(Stored listing)
[START]

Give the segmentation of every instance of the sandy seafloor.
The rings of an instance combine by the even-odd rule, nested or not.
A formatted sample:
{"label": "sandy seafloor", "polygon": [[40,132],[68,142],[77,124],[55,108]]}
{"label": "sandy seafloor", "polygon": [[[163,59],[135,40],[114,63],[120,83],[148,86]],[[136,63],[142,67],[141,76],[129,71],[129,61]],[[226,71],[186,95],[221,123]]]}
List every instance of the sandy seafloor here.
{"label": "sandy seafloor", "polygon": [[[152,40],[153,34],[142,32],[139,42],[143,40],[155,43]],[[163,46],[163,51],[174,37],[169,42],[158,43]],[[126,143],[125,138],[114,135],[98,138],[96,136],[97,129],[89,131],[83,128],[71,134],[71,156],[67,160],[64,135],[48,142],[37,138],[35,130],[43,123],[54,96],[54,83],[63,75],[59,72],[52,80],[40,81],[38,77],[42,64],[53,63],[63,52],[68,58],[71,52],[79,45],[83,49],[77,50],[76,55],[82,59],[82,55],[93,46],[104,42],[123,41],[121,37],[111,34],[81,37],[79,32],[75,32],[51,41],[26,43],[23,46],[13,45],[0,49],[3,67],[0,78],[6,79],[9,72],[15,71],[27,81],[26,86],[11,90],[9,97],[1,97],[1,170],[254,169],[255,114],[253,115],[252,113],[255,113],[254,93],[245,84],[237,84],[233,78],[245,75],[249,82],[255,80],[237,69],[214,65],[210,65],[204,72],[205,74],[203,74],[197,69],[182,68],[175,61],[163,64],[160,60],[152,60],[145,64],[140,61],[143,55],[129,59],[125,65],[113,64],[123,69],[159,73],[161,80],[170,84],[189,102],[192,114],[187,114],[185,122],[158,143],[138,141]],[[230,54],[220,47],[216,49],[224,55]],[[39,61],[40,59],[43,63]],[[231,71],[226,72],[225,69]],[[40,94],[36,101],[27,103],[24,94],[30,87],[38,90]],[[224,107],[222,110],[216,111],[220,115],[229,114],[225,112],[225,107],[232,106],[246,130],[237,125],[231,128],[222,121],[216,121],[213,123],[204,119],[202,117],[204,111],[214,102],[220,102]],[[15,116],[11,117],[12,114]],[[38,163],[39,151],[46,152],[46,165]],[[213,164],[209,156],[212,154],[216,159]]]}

[END]

Copy the entire stored listing above word for word, keeping every line and character unchanged.

Give the segmentation of every instance of the sandy seafloor.
The rings of an instance combine by the even-odd rule, nested or not.
A formatted sample:
{"label": "sandy seafloor", "polygon": [[40,132],[68,142],[77,124],[55,108]]}
{"label": "sandy seafloor", "polygon": [[[163,59],[135,40],[114,63],[120,83],[148,86]],[[136,63],[142,67],[141,76],[129,71],[129,61]],[[226,71],[186,95],[221,123]]]}
List every instance of the sandy seafloor here.
{"label": "sandy seafloor", "polygon": [[[152,40],[153,34],[142,32],[139,42],[143,40],[155,43]],[[163,46],[163,51],[174,37],[169,42],[158,43]],[[126,143],[125,138],[114,135],[98,138],[96,136],[97,129],[89,131],[83,128],[71,134],[71,156],[67,160],[64,135],[48,142],[37,138],[35,130],[43,123],[54,96],[54,83],[63,75],[59,72],[52,80],[40,81],[38,77],[42,64],[53,63],[63,52],[68,58],[71,52],[79,45],[83,49],[77,50],[76,55],[82,59],[82,55],[93,46],[104,42],[123,41],[121,37],[111,34],[81,37],[79,32],[75,32],[51,41],[26,43],[23,46],[13,45],[0,49],[3,67],[0,78],[6,79],[9,72],[15,71],[27,81],[26,86],[11,90],[9,97],[1,97],[1,170],[254,169],[255,114],[253,115],[252,113],[255,113],[254,93],[245,84],[237,84],[233,78],[245,75],[249,82],[255,80],[237,69],[214,65],[210,65],[204,72],[205,74],[203,74],[197,69],[182,68],[175,61],[163,64],[160,60],[152,60],[145,64],[140,61],[143,55],[129,59],[125,65],[113,64],[123,69],[159,73],[161,80],[170,84],[189,102],[192,114],[187,114],[185,122],[158,143],[138,141]],[[230,54],[220,47],[216,49],[224,55]],[[39,61],[40,59],[43,63]],[[231,71],[226,72],[225,69]],[[40,94],[36,101],[27,103],[24,94],[30,87],[38,90]],[[224,107],[222,110],[216,111],[220,115],[229,114],[225,112],[225,107],[232,106],[246,130],[237,125],[231,128],[222,121],[216,121],[213,123],[204,119],[202,117],[204,111],[214,102],[220,102]],[[15,116],[11,117],[12,114]],[[38,163],[39,151],[46,152],[46,165]],[[213,164],[209,156],[212,154],[216,159]]]}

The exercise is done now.